SELECTED PASSAGE >>
* Start *
We all know that the price of gold is high (higher than platinum for several months!) and silver has been around $30 an ounce ($28.95 this week). So many of us turned to base metal wires to continue fueling our wire jewelry passion. So what are base metals, anyway?

What are Base Metals?

A chemistry textbook would tell you (and I was surprised to discover this) that a base metal is a metal that oxidizes or corrodes relatively easily, and reacts with hydrochloric acid to form hydrogen. This includes metals such as iron, lead, nickel, copper (although it doesn’t do the hydrogen trick) and zinc. The term “base” comes from contrasting the metals with “noble” or “precious” metals, as set by alchemists!

The U.S. Customs and Border Protection has a standard list of base metals, including iron, steel, copper, lead, nickel, zinc, aluminum, tin, titanium, and several other elements excluding gold, silver, and platinum.

Bronze and Brass

Both bronze and brass are alloys of copper. The amount of copper and the other metals that it is mixed with are what determines the color and properties of the resulting metal.

The difference between bronze and brass, to many people, is irrelevant or not worth distinguishing. Since metal content varies throughout history, many museums simply describe possible bronze or brass artifacts as “copper alloy” pieces. However, in the jewelry world, the traditional terms still have important meaning. Another place where the distinction is important is the world of coin collecting, which has its own rich history of the metals and tokens used to create currency through time — a fascinating subject for another day, perhaps!

In the jewelry world, bronze is traditionally a warm, tan gold color, and will gradually acquire a brownish patina. On the other hand, brass is a vibrant color,  and when it tarnishes, it develops the green verdigris seen on copper statues. Bronze is commonly patinaed and associated with Steampunk and Victorian jewelry, while brass is used in place of gold in many online jewelry storefronts.
* End *
DATA SHOWN >>
* Start *
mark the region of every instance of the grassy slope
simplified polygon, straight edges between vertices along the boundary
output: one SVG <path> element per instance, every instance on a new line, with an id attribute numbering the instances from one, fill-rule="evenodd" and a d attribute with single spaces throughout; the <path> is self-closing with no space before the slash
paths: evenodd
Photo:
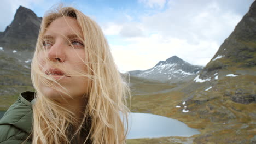
<path id="1" fill-rule="evenodd" d="M 230 68 L 230 74 L 239 70 Z M 243 68 L 241 70 L 245 70 Z M 255 68 L 248 70 L 256 71 Z M 181 105 L 185 98 L 191 94 L 181 91 L 153 95 L 133 95 L 131 111 L 151 113 L 174 118 L 184 122 L 189 127 L 198 129 L 201 134 L 190 137 L 169 137 L 158 139 L 128 140 L 127 143 L 251 143 L 256 135 L 256 104 L 242 104 L 233 102 L 230 97 L 238 88 L 244 91 L 255 89 L 255 76 L 240 75 L 236 77 L 223 76 L 217 80 L 213 88 L 205 92 L 205 83 L 193 92 L 193 98 L 186 105 L 190 111 L 182 112 Z M 186 88 L 184 84 L 184 88 Z M 209 86 L 207 86 L 208 87 Z M 225 95 L 229 92 L 229 96 Z"/>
* End *
Translate this sentence from the passage on base metals into Spanish: "Both bronze and brass are alloys of copper."

Tanto el bronce como el latón son aleaciones de cobre.